— Start —
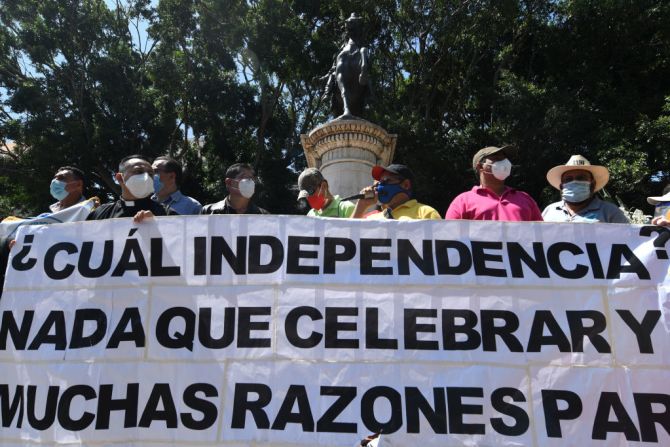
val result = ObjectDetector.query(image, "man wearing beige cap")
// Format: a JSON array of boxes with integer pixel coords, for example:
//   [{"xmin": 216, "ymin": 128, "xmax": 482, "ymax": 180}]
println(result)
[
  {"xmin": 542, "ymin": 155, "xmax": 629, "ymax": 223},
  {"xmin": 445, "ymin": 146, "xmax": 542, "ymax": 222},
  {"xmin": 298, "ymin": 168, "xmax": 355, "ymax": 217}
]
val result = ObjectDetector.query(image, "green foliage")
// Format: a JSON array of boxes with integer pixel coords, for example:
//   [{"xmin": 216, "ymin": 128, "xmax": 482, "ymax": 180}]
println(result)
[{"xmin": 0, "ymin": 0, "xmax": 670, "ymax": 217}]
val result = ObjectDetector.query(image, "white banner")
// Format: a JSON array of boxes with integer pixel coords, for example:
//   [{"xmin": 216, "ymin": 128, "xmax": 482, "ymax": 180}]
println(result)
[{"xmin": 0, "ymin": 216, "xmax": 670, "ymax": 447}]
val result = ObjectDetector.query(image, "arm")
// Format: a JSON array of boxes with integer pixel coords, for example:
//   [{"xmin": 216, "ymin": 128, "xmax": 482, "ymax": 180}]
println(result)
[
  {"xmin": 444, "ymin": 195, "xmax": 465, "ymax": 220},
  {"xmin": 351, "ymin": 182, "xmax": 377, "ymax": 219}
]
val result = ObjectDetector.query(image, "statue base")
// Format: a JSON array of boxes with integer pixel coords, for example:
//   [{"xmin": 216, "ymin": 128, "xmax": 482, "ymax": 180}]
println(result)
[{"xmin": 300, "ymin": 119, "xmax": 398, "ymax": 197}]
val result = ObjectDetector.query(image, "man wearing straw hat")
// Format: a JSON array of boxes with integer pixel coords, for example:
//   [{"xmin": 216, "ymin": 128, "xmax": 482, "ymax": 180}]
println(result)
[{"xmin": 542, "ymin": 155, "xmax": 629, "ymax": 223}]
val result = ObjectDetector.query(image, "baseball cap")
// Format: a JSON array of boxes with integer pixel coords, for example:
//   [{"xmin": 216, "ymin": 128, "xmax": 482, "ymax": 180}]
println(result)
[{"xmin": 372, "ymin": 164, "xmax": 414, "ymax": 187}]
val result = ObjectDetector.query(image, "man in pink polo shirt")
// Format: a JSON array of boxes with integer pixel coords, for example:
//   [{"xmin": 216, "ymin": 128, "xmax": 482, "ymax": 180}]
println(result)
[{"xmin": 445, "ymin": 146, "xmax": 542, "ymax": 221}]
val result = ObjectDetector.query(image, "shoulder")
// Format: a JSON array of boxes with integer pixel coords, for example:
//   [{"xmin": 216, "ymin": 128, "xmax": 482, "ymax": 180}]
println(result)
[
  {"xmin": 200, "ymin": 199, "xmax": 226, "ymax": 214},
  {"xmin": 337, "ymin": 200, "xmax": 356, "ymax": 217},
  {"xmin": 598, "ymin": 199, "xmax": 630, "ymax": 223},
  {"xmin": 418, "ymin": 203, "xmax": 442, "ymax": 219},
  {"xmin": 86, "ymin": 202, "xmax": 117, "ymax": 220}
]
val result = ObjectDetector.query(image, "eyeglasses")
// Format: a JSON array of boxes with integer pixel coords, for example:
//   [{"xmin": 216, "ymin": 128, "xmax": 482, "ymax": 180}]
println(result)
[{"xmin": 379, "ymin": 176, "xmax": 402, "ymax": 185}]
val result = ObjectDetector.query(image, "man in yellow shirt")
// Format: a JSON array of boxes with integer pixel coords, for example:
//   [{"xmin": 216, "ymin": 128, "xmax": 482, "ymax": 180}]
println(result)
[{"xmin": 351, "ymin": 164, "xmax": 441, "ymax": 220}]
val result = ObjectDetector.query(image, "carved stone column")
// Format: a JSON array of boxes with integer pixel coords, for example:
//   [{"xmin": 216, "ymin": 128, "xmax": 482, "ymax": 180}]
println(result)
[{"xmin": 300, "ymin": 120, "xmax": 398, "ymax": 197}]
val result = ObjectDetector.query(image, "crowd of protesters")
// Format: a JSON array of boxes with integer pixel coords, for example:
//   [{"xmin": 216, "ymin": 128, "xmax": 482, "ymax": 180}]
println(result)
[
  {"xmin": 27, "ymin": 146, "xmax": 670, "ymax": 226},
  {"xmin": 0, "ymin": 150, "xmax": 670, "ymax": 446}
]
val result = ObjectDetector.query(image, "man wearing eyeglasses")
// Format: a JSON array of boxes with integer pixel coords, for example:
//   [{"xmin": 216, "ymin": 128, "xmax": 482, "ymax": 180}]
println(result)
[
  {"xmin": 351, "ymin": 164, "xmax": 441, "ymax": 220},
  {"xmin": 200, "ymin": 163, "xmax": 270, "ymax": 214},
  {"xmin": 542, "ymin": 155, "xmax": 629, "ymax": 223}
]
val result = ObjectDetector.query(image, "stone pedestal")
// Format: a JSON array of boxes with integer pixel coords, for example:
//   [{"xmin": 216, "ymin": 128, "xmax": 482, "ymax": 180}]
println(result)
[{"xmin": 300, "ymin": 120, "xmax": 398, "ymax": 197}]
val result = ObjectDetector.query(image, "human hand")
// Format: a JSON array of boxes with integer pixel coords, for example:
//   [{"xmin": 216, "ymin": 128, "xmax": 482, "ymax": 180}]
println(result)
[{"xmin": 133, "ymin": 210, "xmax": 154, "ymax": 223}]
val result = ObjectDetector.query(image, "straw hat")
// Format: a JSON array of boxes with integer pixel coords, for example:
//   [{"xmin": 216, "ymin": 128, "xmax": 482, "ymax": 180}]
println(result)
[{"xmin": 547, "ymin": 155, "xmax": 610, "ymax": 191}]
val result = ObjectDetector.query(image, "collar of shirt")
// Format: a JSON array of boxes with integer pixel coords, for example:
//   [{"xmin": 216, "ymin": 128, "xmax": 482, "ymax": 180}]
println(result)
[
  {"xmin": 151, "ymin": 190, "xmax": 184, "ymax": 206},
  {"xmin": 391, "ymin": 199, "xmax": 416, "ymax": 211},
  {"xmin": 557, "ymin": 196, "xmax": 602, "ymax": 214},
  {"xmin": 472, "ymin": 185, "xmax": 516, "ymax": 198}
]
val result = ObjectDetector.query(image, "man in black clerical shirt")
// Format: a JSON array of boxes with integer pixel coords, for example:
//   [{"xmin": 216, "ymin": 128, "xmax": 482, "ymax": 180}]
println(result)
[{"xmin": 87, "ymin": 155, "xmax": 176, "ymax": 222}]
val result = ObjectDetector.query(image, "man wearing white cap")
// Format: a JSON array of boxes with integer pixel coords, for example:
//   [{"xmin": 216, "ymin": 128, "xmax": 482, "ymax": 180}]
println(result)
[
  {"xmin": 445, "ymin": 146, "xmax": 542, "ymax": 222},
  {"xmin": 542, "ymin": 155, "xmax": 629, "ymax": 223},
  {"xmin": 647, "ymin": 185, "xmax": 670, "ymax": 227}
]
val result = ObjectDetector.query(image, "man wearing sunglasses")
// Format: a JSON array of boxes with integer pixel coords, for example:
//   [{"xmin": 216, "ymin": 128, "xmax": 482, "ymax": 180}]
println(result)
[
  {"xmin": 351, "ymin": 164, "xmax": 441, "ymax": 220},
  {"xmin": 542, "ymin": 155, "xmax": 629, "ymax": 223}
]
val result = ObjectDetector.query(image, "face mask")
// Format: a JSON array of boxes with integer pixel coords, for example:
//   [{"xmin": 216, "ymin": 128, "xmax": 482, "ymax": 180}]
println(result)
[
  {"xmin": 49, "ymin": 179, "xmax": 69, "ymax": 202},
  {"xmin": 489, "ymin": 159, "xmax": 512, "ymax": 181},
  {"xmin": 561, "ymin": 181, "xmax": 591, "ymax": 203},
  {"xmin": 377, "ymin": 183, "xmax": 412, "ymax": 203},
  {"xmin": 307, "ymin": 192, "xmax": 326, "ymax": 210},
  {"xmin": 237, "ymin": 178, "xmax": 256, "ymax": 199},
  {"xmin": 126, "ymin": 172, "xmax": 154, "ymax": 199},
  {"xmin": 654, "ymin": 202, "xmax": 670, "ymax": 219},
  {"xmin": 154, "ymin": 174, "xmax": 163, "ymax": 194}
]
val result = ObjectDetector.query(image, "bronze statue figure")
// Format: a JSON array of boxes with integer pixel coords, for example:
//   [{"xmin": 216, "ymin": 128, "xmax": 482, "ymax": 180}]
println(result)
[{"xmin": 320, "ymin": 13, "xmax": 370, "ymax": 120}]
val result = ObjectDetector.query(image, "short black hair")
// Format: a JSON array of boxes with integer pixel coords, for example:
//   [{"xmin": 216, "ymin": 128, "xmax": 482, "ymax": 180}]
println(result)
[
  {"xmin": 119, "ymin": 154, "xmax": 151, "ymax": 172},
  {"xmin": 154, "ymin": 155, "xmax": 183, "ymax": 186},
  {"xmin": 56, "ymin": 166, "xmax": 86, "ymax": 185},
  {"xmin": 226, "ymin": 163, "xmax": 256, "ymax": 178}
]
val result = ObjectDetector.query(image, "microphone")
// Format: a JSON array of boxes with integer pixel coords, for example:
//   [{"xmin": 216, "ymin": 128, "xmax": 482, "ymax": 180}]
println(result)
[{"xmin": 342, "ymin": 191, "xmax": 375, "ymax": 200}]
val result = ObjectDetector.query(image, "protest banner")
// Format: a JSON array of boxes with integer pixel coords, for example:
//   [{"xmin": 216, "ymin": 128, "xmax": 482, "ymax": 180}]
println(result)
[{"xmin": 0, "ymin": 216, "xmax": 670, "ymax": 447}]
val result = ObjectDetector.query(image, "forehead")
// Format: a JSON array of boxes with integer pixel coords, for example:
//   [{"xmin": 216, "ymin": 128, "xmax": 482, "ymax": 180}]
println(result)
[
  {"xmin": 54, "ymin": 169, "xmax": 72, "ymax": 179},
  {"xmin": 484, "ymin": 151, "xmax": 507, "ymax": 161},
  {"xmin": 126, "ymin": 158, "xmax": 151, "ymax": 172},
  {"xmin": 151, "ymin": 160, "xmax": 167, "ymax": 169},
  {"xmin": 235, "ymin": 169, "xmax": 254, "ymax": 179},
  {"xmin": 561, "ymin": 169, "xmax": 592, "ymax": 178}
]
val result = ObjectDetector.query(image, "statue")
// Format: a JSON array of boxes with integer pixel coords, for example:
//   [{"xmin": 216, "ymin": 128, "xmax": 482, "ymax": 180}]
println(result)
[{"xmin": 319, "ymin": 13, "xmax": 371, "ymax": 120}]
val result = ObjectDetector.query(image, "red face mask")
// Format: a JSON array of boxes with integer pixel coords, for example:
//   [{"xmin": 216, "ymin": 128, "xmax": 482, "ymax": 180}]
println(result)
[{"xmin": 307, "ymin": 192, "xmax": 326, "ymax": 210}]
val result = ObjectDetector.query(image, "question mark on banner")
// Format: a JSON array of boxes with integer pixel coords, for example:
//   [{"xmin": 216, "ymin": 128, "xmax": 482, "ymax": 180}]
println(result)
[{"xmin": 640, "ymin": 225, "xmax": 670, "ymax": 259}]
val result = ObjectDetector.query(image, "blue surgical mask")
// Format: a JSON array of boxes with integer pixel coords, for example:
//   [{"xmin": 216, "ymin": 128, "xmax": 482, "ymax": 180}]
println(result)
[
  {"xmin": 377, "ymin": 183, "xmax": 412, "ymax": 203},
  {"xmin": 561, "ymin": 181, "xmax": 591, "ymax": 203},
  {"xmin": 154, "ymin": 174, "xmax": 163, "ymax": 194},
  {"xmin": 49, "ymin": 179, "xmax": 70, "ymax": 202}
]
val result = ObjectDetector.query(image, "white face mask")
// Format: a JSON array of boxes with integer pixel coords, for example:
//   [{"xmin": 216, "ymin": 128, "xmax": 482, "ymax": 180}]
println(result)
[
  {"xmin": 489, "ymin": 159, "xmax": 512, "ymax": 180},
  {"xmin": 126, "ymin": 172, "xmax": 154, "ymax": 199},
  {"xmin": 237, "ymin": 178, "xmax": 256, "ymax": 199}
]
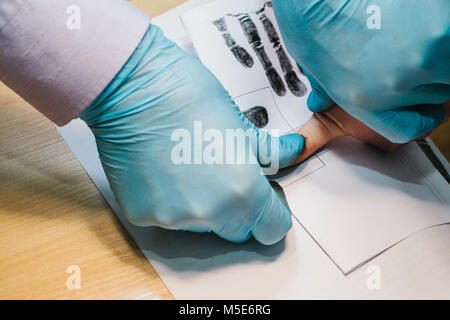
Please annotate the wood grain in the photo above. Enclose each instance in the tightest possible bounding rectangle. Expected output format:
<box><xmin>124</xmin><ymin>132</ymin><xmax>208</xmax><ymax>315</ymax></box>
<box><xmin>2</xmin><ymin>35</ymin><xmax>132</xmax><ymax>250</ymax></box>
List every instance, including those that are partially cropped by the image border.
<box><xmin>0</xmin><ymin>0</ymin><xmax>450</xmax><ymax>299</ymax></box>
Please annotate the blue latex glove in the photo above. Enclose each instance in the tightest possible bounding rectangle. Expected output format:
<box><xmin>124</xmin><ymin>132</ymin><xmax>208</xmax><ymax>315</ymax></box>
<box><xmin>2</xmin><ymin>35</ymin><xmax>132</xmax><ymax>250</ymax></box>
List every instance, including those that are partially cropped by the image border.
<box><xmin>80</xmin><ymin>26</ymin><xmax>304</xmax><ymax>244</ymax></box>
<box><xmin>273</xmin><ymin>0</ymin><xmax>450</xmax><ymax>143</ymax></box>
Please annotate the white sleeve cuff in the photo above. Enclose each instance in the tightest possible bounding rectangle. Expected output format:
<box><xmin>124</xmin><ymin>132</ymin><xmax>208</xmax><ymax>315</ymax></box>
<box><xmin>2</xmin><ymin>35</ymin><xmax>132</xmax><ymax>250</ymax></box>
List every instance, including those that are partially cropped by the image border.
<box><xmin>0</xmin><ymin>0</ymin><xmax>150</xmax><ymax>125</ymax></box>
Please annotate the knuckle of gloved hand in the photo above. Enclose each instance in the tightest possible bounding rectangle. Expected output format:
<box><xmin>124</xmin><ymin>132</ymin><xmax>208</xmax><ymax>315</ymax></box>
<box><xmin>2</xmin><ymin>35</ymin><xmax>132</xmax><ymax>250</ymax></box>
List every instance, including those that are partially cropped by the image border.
— End —
__THE REQUEST__: Select every line of the data above that contains the word "each", matching case exactly.

__EXERCISE RESPONSE__:
Please annotate the wood grain in the photo above. Enclose each instance in the tightest possible bounding rectangle. Expected output format:
Please annotate the blue latex glove in the photo above. Enclose each instance in the tightest possible bounding rectangle. Expected output format:
Please annotate the white sleeve cuff in the photo above. Enclose each instance in the tightest possible bounding rectangle. Expected output format:
Please annotate the knuckle of gloved hand in the photo above. Enclose each instance in the tightest possible bounding rectangle. Expected output format:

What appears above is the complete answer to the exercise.